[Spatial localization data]
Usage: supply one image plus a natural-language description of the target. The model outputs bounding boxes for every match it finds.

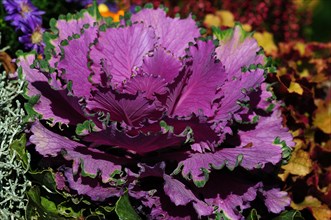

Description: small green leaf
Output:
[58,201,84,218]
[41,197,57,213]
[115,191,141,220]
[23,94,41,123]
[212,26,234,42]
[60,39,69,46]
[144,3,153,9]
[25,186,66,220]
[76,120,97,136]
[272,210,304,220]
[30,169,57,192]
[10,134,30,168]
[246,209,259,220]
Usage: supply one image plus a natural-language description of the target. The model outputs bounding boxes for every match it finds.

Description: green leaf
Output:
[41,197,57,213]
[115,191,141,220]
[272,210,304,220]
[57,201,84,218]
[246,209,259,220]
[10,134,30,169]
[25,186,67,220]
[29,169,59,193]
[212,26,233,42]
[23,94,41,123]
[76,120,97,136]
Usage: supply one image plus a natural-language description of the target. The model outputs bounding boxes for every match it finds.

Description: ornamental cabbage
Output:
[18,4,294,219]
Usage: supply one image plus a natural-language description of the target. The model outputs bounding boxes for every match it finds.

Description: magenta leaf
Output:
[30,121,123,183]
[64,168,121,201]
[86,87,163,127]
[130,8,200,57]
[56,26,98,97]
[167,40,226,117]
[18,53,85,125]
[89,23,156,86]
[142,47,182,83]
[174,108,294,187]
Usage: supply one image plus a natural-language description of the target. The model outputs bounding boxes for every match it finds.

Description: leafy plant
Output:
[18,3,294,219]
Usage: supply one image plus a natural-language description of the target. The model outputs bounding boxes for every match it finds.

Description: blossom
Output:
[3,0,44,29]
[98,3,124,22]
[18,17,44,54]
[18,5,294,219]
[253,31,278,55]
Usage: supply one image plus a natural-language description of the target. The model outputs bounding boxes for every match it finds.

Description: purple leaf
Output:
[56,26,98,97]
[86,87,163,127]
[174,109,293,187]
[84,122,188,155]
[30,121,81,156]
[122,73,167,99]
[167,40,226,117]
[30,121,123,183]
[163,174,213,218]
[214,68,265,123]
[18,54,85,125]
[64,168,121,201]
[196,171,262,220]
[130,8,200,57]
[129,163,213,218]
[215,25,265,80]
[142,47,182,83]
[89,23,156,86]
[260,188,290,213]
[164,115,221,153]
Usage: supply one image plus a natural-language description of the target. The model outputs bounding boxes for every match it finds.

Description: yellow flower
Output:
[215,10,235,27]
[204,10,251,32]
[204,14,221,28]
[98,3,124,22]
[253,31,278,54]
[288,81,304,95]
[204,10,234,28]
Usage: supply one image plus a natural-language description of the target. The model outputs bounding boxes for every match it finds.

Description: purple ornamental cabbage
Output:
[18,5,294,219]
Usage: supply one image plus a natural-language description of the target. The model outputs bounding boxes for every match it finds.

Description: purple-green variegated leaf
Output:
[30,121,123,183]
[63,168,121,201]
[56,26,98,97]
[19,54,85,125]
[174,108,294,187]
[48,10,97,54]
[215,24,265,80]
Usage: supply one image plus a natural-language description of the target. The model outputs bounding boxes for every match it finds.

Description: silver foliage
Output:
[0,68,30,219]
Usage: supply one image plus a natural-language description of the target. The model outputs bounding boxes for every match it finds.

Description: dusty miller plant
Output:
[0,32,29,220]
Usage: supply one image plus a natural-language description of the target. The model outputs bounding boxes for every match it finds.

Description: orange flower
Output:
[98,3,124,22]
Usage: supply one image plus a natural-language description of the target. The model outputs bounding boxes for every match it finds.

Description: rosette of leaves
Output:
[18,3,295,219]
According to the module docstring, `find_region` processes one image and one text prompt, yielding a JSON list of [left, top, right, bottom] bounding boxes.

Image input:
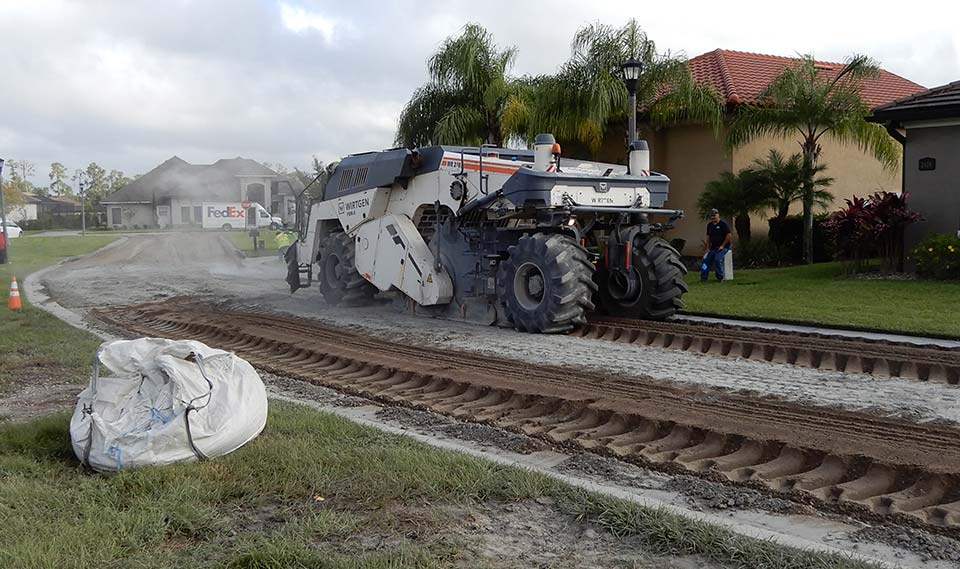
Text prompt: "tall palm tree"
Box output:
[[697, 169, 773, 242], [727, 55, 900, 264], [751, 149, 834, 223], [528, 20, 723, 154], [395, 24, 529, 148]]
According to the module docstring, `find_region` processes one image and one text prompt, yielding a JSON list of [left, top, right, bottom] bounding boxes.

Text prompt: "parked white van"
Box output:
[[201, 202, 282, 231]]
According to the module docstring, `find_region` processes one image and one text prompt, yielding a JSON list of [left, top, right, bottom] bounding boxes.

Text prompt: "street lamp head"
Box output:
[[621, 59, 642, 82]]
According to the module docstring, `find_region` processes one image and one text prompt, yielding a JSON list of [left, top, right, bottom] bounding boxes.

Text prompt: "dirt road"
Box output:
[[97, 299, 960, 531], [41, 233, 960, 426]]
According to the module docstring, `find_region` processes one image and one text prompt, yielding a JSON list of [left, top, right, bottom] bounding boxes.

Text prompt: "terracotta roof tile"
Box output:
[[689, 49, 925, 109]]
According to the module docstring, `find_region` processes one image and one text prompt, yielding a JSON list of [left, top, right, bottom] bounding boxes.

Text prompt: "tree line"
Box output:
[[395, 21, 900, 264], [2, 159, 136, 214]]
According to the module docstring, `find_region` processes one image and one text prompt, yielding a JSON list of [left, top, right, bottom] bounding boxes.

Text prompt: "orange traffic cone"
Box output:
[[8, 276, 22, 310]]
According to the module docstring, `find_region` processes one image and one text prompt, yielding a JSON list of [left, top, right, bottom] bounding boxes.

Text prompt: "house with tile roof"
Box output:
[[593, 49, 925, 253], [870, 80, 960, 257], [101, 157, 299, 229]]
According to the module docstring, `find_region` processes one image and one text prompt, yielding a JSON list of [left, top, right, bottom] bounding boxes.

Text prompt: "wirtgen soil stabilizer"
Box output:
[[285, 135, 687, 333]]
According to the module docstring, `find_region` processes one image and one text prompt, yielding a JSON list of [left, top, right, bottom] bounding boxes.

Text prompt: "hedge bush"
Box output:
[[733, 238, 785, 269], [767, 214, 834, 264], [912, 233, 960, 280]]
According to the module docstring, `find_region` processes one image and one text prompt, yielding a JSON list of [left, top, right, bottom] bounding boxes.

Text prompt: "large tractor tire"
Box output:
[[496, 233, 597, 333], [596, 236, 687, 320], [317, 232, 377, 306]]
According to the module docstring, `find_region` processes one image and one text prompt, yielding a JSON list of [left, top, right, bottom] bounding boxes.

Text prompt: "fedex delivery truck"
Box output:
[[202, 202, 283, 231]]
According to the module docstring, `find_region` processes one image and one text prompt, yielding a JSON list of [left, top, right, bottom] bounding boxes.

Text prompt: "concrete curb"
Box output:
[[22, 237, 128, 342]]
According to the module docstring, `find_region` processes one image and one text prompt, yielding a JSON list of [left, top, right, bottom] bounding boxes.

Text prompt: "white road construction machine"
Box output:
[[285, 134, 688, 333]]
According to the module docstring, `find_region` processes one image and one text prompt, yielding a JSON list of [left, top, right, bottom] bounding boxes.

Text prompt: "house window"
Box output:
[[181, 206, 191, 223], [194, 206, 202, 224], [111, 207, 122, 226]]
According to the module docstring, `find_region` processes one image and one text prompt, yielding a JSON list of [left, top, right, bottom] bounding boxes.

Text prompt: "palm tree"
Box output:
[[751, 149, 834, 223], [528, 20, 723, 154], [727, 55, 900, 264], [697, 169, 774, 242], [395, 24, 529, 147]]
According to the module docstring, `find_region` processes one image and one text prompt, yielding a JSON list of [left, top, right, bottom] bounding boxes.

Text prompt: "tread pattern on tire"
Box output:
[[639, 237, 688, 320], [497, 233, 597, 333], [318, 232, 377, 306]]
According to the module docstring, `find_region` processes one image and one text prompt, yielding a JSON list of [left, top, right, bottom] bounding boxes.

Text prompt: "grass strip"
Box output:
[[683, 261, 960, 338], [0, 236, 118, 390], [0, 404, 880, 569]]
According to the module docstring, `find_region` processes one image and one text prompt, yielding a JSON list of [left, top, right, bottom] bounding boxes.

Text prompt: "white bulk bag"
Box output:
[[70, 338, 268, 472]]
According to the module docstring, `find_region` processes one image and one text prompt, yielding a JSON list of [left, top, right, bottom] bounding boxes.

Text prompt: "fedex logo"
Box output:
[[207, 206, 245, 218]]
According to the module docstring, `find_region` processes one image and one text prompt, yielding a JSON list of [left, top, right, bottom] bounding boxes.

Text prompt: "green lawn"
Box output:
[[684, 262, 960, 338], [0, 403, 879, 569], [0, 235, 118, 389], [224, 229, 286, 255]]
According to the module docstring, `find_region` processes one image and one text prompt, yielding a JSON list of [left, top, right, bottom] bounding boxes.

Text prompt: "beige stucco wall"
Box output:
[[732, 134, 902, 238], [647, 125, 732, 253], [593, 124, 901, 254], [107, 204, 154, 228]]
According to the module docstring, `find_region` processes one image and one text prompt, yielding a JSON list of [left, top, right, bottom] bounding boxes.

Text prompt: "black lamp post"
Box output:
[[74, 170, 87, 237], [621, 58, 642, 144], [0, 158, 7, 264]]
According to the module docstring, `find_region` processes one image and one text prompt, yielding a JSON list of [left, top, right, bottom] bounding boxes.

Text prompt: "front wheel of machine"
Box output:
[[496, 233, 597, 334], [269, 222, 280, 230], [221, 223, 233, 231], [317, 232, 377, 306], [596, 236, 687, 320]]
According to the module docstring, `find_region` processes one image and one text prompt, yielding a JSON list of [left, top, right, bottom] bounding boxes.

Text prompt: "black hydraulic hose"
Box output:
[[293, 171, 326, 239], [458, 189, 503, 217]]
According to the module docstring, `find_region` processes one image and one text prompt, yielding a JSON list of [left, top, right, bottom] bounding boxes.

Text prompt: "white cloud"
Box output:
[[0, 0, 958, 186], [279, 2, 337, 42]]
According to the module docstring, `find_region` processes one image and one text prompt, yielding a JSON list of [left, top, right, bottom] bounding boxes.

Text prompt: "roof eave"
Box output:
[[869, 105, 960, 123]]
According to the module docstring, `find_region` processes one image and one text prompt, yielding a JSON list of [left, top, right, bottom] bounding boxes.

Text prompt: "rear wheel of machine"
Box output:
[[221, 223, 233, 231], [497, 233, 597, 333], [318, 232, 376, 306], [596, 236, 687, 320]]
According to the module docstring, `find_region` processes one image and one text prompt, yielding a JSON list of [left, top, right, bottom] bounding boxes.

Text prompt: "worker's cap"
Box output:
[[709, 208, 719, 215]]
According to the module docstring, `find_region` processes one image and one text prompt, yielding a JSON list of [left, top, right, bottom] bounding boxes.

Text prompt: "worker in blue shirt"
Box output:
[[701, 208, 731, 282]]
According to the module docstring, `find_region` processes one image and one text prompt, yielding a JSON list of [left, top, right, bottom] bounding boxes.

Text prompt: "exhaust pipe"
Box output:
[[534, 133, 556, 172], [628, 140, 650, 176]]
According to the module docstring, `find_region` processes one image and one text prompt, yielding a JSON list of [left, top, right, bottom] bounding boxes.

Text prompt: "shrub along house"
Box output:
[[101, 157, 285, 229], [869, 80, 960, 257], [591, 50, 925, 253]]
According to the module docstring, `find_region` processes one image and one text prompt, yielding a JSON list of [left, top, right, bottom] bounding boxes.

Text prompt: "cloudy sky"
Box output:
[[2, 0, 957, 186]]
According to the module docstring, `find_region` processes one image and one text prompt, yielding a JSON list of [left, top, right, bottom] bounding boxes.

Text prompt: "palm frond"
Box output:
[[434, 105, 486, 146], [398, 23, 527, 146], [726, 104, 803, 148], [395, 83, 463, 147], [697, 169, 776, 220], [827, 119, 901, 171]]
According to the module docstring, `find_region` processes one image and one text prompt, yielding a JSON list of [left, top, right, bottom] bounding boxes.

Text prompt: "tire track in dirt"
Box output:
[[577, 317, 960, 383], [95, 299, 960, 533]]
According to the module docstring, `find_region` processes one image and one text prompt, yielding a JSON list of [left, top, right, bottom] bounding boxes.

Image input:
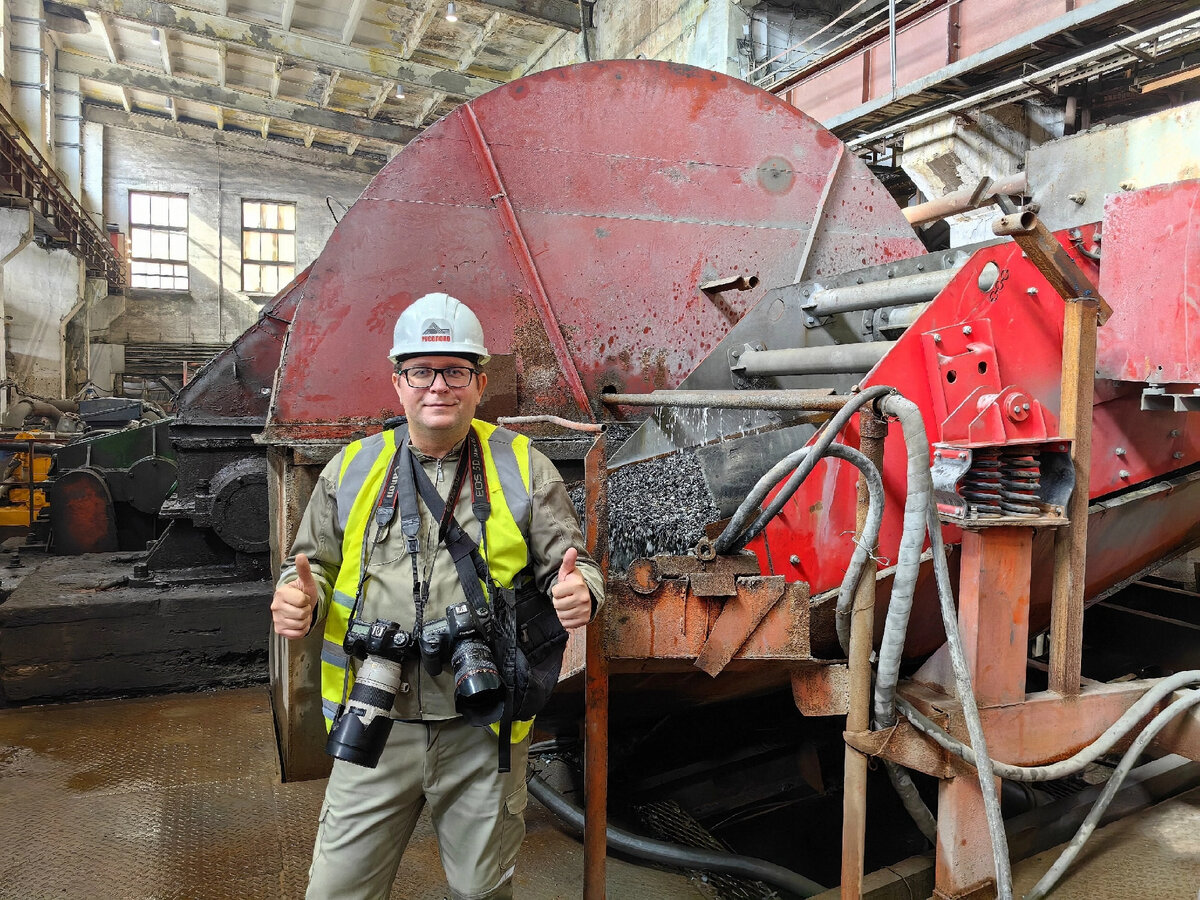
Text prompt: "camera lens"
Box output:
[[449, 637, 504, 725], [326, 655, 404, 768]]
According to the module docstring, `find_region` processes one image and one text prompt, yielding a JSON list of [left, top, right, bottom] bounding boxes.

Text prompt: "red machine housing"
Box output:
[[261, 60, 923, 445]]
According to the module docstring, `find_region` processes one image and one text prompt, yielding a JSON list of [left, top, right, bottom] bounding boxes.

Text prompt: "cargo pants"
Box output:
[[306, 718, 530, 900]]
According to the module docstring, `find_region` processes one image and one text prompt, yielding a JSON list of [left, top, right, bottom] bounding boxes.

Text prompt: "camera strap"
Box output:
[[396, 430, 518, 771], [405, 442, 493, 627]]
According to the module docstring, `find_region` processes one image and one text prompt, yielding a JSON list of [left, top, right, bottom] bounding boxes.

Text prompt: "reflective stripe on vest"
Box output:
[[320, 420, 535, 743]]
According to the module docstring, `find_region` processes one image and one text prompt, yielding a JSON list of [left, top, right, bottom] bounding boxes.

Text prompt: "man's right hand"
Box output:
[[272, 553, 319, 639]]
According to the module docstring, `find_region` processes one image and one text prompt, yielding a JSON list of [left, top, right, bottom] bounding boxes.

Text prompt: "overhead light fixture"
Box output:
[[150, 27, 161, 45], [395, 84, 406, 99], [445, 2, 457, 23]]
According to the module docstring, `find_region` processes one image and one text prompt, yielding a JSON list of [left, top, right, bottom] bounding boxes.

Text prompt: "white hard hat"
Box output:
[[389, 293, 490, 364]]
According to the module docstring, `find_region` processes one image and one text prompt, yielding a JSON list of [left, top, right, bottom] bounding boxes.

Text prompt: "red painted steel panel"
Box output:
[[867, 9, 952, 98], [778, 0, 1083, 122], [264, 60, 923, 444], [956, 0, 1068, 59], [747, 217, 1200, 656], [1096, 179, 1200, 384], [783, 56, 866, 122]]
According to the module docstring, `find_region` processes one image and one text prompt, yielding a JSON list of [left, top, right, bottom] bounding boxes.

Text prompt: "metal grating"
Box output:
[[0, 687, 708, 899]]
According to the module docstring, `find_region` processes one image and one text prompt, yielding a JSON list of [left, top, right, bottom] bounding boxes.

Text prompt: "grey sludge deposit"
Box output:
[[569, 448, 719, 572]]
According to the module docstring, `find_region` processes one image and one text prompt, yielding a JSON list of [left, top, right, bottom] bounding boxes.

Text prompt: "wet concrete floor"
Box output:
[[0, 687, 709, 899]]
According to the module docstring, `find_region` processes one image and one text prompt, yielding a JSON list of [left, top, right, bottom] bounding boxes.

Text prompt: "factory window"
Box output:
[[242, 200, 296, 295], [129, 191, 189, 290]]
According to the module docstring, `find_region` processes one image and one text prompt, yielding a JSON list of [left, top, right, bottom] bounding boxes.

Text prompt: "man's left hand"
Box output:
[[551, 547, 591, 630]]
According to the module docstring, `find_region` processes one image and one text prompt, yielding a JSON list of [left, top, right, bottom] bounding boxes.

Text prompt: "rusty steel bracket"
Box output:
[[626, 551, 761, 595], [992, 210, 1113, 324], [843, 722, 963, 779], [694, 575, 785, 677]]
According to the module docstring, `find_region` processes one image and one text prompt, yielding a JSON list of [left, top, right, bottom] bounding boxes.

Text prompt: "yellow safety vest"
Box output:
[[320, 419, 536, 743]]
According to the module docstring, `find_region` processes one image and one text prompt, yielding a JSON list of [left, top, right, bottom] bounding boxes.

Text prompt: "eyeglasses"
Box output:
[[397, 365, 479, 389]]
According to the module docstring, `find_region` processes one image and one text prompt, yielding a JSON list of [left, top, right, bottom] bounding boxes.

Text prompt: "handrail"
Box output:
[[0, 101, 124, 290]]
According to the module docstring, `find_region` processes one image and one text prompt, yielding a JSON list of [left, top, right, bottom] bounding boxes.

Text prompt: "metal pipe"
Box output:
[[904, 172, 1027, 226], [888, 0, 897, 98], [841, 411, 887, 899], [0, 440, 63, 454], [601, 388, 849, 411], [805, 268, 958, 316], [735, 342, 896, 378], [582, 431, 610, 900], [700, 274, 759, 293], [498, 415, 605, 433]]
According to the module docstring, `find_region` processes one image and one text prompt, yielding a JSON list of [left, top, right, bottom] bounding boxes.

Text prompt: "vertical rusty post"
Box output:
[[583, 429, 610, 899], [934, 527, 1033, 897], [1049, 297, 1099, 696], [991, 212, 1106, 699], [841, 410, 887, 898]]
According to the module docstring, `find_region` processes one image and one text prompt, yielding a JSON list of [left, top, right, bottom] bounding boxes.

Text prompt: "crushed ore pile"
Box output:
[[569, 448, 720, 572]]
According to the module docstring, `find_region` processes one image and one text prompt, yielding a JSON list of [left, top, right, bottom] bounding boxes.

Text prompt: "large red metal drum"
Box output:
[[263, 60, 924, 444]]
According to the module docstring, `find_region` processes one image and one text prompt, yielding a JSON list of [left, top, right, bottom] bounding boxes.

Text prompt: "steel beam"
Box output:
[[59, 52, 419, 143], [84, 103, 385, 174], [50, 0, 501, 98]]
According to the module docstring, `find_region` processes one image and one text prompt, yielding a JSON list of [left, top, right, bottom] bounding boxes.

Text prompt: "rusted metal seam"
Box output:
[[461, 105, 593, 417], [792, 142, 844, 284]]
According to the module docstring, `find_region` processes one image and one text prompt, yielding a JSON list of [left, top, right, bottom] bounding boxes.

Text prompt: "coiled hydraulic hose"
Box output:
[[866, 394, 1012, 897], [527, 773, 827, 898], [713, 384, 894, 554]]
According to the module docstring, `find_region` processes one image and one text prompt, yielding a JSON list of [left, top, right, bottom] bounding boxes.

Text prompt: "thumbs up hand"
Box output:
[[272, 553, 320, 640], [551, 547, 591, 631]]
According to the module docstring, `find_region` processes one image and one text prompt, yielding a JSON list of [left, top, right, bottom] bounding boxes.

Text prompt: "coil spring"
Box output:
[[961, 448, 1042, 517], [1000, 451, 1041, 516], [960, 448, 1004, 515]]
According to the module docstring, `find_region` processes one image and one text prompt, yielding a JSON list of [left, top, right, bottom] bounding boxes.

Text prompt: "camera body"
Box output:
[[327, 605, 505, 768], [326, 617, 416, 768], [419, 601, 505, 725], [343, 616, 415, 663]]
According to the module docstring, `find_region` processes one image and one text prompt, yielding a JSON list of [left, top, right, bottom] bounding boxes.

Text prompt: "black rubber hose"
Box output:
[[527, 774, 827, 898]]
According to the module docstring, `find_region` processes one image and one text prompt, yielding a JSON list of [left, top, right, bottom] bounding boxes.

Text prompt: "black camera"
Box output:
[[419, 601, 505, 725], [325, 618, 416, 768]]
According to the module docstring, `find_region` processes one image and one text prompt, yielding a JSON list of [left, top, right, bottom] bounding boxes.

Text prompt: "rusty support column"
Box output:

## EXERCISE REQUIREMENTS:
The lines above that hold the word "tile" are the ones to copy.

## WRITTEN SOLUTION:
Text prompt: "terracotta roof tile"
Text prompt: "house with tile roof"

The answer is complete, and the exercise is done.